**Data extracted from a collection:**
----------------
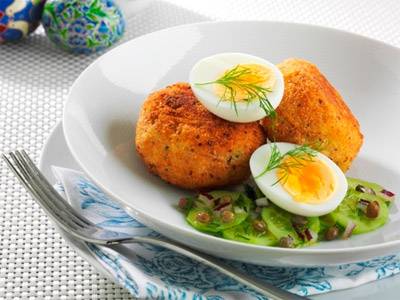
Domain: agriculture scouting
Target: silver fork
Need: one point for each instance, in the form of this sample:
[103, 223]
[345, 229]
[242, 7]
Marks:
[77, 225]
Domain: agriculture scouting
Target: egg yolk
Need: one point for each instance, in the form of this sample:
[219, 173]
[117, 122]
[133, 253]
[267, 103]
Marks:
[245, 75]
[310, 182]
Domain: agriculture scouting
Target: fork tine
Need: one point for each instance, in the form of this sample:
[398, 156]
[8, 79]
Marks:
[41, 181]
[21, 174]
[47, 198]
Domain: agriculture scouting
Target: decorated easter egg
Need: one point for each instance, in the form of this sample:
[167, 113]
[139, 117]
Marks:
[83, 26]
[18, 18]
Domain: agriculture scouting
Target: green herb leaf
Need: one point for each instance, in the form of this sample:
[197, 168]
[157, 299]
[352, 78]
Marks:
[234, 80]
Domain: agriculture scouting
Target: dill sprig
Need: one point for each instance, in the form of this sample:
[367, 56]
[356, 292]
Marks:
[300, 155]
[235, 80]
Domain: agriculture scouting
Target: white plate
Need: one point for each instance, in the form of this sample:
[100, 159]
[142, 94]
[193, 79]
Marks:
[104, 102]
[56, 153]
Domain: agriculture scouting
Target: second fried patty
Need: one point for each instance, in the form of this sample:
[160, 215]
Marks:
[187, 146]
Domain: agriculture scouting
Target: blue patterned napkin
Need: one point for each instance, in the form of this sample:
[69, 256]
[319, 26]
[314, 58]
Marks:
[156, 273]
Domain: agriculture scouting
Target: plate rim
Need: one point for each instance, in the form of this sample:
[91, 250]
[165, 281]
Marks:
[200, 235]
[93, 262]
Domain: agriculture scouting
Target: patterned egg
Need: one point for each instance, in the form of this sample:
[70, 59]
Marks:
[18, 18]
[83, 26]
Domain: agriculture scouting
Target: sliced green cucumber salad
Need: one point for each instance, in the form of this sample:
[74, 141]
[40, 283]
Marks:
[248, 216]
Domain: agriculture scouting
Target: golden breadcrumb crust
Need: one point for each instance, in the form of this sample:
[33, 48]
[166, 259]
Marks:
[313, 112]
[186, 145]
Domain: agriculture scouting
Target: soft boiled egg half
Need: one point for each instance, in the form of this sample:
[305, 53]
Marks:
[237, 87]
[307, 186]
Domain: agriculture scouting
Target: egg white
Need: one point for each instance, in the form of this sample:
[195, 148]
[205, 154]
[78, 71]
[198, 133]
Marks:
[210, 68]
[278, 195]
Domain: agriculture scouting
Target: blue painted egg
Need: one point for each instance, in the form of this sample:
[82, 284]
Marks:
[83, 26]
[18, 18]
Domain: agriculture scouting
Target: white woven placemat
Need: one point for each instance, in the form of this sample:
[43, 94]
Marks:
[35, 263]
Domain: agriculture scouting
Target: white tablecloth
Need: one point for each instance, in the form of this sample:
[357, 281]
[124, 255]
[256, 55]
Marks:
[35, 263]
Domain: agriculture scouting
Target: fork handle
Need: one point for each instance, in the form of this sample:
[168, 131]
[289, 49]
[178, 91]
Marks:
[262, 287]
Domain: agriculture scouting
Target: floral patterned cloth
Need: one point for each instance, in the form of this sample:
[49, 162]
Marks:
[156, 273]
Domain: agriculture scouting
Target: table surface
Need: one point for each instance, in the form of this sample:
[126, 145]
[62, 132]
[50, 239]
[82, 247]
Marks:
[35, 263]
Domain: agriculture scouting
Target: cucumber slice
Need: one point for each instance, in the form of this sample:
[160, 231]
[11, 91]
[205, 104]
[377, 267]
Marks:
[347, 211]
[377, 188]
[245, 233]
[241, 207]
[279, 223]
[191, 218]
[353, 182]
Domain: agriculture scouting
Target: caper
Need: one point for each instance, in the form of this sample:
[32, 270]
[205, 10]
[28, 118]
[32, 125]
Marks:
----------------
**TASK GOAL:** Transcribe every record above exactly, leaving out the pictures.

**SOLUTION BELOW:**
Domain: agriculture scouting
Target: silver fork
Need: one point for each instance, in the form of this sample:
[103, 223]
[345, 229]
[242, 7]
Marks:
[77, 225]
Domain: agriculture scouting
Target: egg yolk
Need: one point for each instance, in the form of this sample:
[219, 173]
[117, 122]
[133, 253]
[267, 103]
Marks:
[245, 75]
[310, 182]
Domain: agriculture scouting
Target: fork tine
Need: one point for each instance, in the form of this sample:
[398, 156]
[8, 79]
Marks:
[41, 181]
[21, 174]
[47, 198]
Domain: agriculture scouting
Target: decorated easter egg
Need: one point for each instance, in the form of this sample:
[167, 113]
[139, 117]
Marks:
[83, 26]
[18, 18]
Domain: agriculture scouting
Target: green herb leaf
Need: one point for each instance, in the form of this sample:
[197, 168]
[157, 299]
[352, 78]
Marks:
[234, 80]
Domain: agriculture scouting
Target: dill sprig
Need: one point for each instance, in the form of this sample:
[367, 56]
[356, 292]
Marks:
[300, 155]
[235, 80]
Domain: agriculture scouting
Target: white plate
Need: one point for each instance, in the form of this sample:
[100, 159]
[142, 94]
[193, 79]
Marks:
[104, 102]
[56, 153]
Domain: agriculture scouting
Target: second fried patty
Need: one point for each instance, in the form of this sample:
[160, 215]
Marks:
[187, 146]
Domain: agriculture scouting
Target: blue patterned napkin
Need: one point for each instance, in the form of this sample:
[69, 256]
[319, 26]
[314, 58]
Marks:
[156, 273]
Domain: agriculture scouting
Target: plate rim
Need: one point for each instance, in the form of this sample:
[91, 250]
[165, 281]
Marks:
[200, 235]
[93, 262]
Domain: agriculture scouting
Target: patterned egg
Need: one point for each instance, in the form of this sample:
[70, 59]
Marks:
[18, 18]
[83, 26]
Domain: agriculture scouting
Target: sliced green cucumber salad
Need: one point for each instance, in the form of this sample:
[74, 141]
[40, 283]
Marks:
[248, 216]
Domain: agriculture scouting
Target: golden breadcrumb crust
Need: one point for each instance, in the form of this sample:
[33, 48]
[166, 259]
Marks:
[313, 112]
[186, 145]
Domain: agriculture scouting
Target: soft boiled egg half
Need: one point for each instance, in the form of this sample:
[305, 53]
Marks:
[237, 87]
[307, 186]
Domain: agriculture scouting
Target: egg white
Need: one point for each instance, in the form of this sample:
[195, 148]
[205, 154]
[78, 71]
[198, 133]
Marks:
[210, 68]
[278, 195]
Domain: agriculture scouting
Target: blue painted egg
Need: one point for each instance, in the form of this sample:
[82, 284]
Marks:
[83, 26]
[18, 18]
Domain: agriculture scouting
Target: white woven placemat
Need: one point for each instance, in the form of this sample:
[43, 94]
Marks:
[35, 263]
Domain: agriculture scouting
Target: white tablecloth
Need: one point for each instance, in the form of this sample:
[357, 281]
[124, 255]
[256, 55]
Marks:
[35, 263]
Domain: agriculture scouting
Target: fork handle
Need: one point for each instance, in the form of this sample:
[168, 131]
[289, 49]
[178, 91]
Marks:
[262, 287]
Domain: agriculture scouting
Target: floral patterned cloth
Need: one point for each instance, in the form of this sample:
[49, 162]
Marks:
[156, 273]
Domain: agriculture scouting
Target: table surface
Need: one point for each instance, in the form of this sample:
[126, 145]
[62, 132]
[50, 239]
[82, 247]
Marks:
[35, 263]
Domain: agriculture scouting
Target: cucumber slice
Need: one point for each instance, in the form of this sample:
[160, 231]
[11, 91]
[205, 104]
[377, 267]
Marks:
[347, 211]
[377, 188]
[245, 233]
[241, 207]
[279, 223]
[191, 218]
[353, 182]
Domain: agriculture scouting
Target: caper
Need: one point for each instance, in the form of this sample:
[32, 270]
[205, 10]
[28, 118]
[32, 125]
Marks:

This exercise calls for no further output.